[Provided text — start]

If pigeons were Naqsh’s supporting cast, then surely it was the female nude who was his leading lady, his muse, his object of desire. In the early years, she was long-limbed, sharp-clawed, flat-chested and grim-faced. Some frightening specimens hung in this show help to trace his gradual development towards the evocative and the ethereal. Still mute with sad soulful eyes, the nude gradually acquired tender, soft, misty contours exuding an intensely sensuous aura. A woman in love was painted by an artist in love with love. Searching for a stronger metaphor than just the poetic sensitivity of woman and pigeon, Naqsh evolved the ‘Woman and Horse’ series. Rejecting Asian and subcontinental configurations, he took inspiration from the bold modern language of sculptor Marino Marini’s imagery. Without lifting any elements from Marini’s oeuvre, he worked out original compositions charged with fusion, harmony and wholeness. The horse was now his symbolic emblem of the male presence which encompassed, enslaved and accompanied the nude in a variety of mannerisms. He probably executed some of his most erotic pieces during this period. Very graphic, some works from ‘Woman, Prajna and Paramita: An Ode to Love’ series are under lock and key at Mohatta and can be viewed by appointment only. Clasped lovingly, locked in embrace or just together, Naqsh enacts a biological bonding of another nature in his ‘Mother and Child’ series, by juxtaposing nudes with newborns. Another emblem, another face of love and yet some more experiments in modern expression. This series dedicated to his friend Dr. Sethna is yet another example of his constant quest to explore new spatial and emotional dimensions.

[Provided text — finish]
[Source data — start]

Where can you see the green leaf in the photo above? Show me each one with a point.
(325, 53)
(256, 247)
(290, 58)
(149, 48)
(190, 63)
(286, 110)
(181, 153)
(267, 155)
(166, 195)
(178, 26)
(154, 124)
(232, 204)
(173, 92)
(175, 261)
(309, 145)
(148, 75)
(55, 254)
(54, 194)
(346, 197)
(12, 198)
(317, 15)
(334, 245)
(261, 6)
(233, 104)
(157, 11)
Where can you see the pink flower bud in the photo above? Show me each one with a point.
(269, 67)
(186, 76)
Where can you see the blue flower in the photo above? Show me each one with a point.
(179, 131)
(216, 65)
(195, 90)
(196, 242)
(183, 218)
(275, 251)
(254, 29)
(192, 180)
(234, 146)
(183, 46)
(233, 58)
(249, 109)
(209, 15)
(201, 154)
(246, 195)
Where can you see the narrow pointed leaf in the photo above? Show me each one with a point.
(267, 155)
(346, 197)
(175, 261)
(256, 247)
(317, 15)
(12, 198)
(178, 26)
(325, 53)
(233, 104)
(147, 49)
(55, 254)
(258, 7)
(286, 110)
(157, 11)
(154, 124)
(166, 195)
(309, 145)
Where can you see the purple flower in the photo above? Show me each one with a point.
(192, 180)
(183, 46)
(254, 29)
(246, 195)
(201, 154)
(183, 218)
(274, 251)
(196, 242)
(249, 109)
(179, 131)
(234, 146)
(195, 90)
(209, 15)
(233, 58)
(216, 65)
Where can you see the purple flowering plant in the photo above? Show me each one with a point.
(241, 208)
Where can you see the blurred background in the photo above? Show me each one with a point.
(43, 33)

[Source data — finish]

• Work order 1: In the passage on Naqsh's paintings, to whom is the 'Mother and Child' series dedicated?
• Work order 2: Carry on the passage on Naqsh's paintings from its final sentence.
The entries have nothing to do with this.

• Answer box 1: It is dedicated to his friend Dr. Sethna.

• Answer box 2:
Shifting focus to the purely grammatical, Naqsh’s ‘Manuscript’ series stands out as a bold technical experiment with the Arabic script. Not just content with modernising it as most contemporary calligraphers have done, he reinvents the idiom entirely, forsaking legibility to create his own complex interplay of signs and symbols.
Naqsh’s love for the materiality of paint and his romance with the painted surface is as crucial to his oeuvre as his emotive sensibility. Textural manipulation, from the abrasive, grainy and heavily sedimented to the delicately packed and pointillated, has not only given strong stylistic definition to his work but has also been instrumental in expressing his various moods and phases. Pearly, marbelised surfaces contrast sharply with heavily-worked layered pigmentation, and the finely speckled surfaces instantly remind one of the single hair brush used in miniature painting. Add to all this a very mature sensitive feel for colour and we have a master on our hands — one who is not afraid to experiment, grow and regenerate in his quest for the eternal.